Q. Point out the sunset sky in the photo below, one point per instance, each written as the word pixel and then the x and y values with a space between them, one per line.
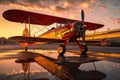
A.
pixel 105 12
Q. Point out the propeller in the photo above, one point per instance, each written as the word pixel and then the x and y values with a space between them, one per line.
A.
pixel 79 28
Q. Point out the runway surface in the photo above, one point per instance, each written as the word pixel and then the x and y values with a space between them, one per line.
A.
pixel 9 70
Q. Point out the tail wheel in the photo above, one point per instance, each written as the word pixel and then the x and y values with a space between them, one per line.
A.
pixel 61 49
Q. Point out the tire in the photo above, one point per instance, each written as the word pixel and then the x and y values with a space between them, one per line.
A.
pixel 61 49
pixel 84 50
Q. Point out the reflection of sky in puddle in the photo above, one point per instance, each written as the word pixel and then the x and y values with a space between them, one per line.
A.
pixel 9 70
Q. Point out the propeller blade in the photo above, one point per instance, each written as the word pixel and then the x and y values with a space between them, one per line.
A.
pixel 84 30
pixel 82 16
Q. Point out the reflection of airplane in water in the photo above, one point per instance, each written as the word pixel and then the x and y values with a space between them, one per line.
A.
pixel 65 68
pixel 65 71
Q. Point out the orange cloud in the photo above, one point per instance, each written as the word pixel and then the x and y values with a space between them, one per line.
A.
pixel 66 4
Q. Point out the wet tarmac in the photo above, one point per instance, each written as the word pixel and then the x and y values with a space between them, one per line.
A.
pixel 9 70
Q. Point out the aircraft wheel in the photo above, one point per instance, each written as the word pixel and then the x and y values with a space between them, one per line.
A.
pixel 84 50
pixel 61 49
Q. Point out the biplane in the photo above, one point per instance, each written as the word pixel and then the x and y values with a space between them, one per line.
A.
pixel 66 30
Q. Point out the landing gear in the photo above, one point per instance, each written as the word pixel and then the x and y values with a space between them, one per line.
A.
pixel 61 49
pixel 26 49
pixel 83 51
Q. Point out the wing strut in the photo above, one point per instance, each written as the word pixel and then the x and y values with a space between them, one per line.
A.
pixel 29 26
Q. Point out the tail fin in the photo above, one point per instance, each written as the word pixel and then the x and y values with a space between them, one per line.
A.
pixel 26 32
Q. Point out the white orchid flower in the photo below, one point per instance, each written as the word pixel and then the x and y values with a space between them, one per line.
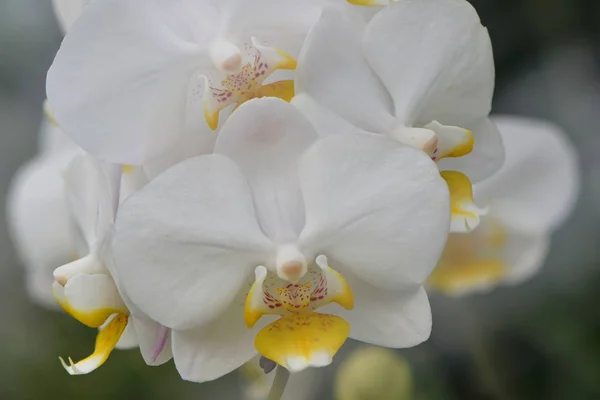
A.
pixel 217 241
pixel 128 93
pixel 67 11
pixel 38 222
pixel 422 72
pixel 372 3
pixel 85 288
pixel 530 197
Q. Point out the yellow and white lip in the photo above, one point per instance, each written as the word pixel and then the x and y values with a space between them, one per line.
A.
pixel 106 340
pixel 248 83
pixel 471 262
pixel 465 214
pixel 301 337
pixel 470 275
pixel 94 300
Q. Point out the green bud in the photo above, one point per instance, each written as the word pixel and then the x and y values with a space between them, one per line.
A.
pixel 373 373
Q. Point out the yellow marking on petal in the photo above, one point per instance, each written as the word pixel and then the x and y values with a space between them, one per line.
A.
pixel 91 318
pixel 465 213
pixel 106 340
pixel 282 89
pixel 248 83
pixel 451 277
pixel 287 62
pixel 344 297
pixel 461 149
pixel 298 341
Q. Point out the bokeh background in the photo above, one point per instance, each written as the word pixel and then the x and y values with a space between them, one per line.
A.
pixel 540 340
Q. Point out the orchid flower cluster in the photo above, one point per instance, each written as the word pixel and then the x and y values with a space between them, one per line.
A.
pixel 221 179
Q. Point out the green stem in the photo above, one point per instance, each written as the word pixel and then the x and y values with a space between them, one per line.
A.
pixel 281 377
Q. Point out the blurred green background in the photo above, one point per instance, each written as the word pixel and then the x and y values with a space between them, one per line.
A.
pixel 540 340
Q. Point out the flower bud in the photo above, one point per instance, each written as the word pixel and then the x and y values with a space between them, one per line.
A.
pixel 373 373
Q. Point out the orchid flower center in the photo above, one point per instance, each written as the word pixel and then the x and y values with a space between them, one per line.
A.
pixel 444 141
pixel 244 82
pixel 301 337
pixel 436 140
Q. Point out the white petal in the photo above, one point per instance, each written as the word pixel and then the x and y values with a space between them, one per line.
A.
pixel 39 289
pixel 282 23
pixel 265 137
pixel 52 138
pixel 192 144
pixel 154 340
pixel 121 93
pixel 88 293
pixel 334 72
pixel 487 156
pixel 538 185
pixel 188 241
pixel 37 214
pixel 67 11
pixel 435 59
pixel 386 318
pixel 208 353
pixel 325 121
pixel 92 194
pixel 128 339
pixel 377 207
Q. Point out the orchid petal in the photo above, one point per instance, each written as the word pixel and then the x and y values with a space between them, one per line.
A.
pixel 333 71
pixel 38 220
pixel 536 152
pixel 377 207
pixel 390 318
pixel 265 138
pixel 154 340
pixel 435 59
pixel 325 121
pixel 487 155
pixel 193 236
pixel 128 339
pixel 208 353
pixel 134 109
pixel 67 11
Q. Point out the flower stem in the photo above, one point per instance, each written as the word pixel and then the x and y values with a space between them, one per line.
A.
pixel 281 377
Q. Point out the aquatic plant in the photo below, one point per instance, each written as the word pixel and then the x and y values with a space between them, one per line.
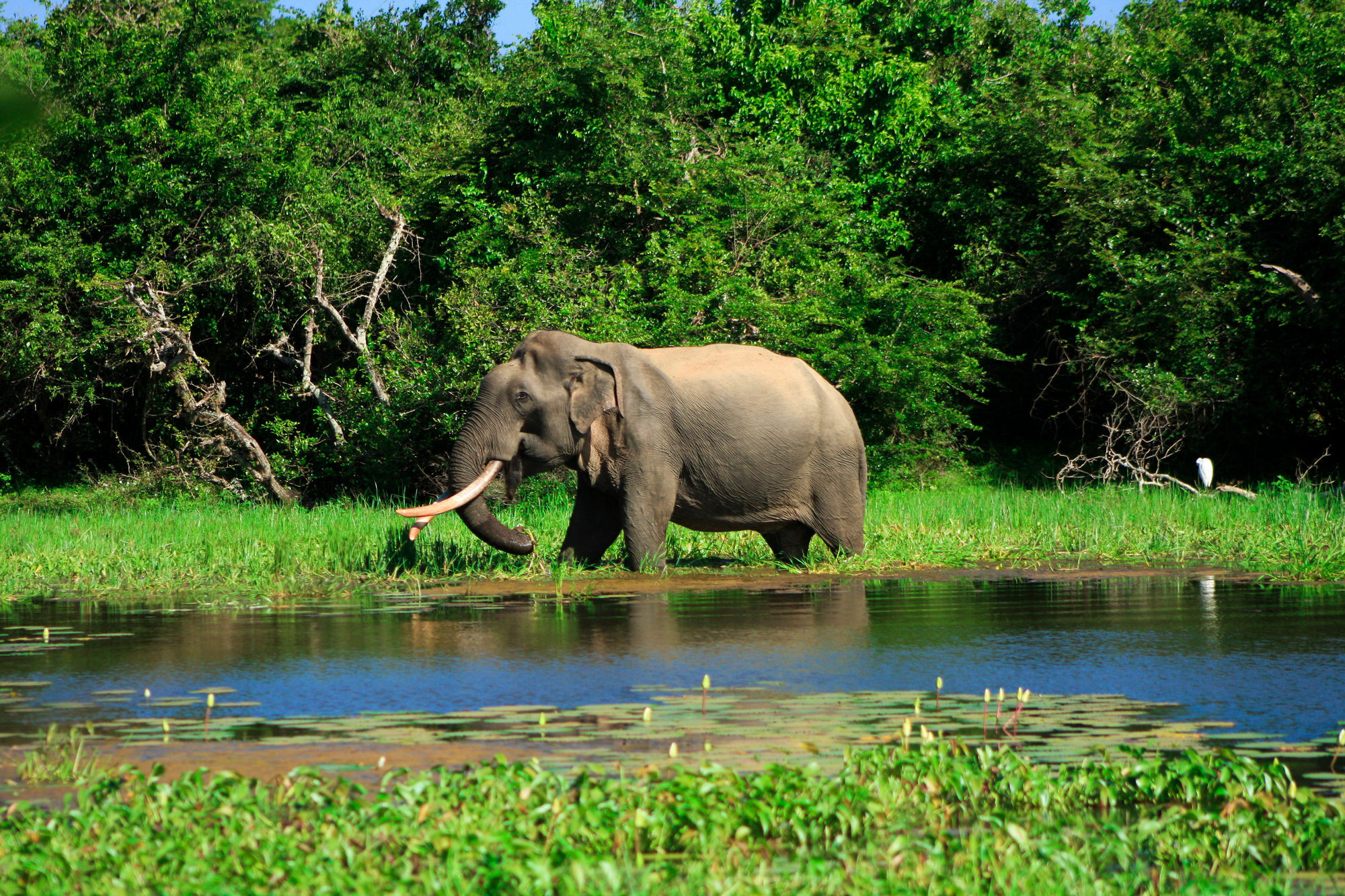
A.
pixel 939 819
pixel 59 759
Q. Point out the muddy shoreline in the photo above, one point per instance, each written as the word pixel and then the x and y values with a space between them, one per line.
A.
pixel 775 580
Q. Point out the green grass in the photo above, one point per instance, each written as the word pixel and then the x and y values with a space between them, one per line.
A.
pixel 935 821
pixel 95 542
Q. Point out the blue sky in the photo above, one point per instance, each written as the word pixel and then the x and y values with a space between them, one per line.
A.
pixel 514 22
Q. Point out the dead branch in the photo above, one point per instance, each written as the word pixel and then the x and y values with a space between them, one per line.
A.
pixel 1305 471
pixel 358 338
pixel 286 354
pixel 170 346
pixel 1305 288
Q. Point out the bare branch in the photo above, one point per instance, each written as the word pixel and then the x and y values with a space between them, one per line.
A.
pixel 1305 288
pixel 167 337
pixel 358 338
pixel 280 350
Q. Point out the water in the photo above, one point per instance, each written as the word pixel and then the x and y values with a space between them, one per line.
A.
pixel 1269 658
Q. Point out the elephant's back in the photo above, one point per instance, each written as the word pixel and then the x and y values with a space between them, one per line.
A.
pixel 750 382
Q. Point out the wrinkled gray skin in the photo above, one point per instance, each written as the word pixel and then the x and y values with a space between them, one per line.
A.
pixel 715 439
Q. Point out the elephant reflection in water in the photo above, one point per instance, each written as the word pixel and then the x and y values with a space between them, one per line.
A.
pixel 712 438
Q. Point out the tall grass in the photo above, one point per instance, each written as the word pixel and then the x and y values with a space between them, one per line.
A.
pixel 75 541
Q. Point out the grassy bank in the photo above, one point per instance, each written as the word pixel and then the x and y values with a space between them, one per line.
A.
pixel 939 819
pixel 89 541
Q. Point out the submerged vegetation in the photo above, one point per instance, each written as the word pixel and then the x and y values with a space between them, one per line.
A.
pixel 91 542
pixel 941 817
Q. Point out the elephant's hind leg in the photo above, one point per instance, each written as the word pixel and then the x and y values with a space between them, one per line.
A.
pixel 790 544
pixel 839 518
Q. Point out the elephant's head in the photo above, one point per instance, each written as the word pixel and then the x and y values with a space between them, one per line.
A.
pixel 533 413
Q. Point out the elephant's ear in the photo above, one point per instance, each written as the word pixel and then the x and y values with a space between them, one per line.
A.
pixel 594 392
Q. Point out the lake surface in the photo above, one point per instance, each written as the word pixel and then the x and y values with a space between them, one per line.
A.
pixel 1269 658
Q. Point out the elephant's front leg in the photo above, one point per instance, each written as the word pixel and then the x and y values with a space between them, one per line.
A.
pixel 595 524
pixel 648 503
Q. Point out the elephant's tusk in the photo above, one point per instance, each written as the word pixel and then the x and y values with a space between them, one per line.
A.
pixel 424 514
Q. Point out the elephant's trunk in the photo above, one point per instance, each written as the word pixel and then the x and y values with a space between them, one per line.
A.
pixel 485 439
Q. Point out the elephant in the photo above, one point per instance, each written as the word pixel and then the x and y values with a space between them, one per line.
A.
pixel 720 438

WHAT YOU NEED TO DO >> Could you render the rows as a two-column CSV with the headers instruction and coordinates, starting at the first row and stopping after the line that contains "pixel 65 71"? Put one line per row, with its text and its answer each in a single quoted field, line breaks turned into spaces, and the pictures left out.

SOLUTION >>
instruction,coordinates
"Q. Point out the sunset sky in the photo below, one point per instance, each written as the word pixel and then the x and y values with a space between them, one per line. A.","pixel 105 12"
"Q. Point out the propeller in the photo above, one point per instance, each written as the word pixel and then the x and y values with a space between them, one per line. A.","pixel 79 28"
"Q. Point out the runway surface in the photo above, one point per instance, each written as the word pixel and then the x and y values with a space between them, one per line. A.","pixel 9 70"
"Q. Point out the tail wheel in the photo above, one point per instance, each written as the word pixel and then the x and y values with a space between them, one per line. A.","pixel 61 49"
"Q. Point out the tire in the photo above, one point per instance, each written as the word pixel and then the x and y values with a space between them, one per line. A.","pixel 61 49 pixel 84 50"
"Q. Point out the reflection of sky in puddle in the photo above, one point per instance, each written as the word pixel and then the x and y values with a space between them, one per line. A.","pixel 9 70"
"Q. Point out the propeller blade in the photo above, one point per instance, each written as the word pixel and then the x and y values with a space between them, one per line. A.","pixel 84 30 pixel 82 16"
"Q. Point out the reflection of airplane in water in the photo above, one point per instance, each written as the word pixel and then the x and y values with a space between them, one per line. A.","pixel 65 68 pixel 65 71"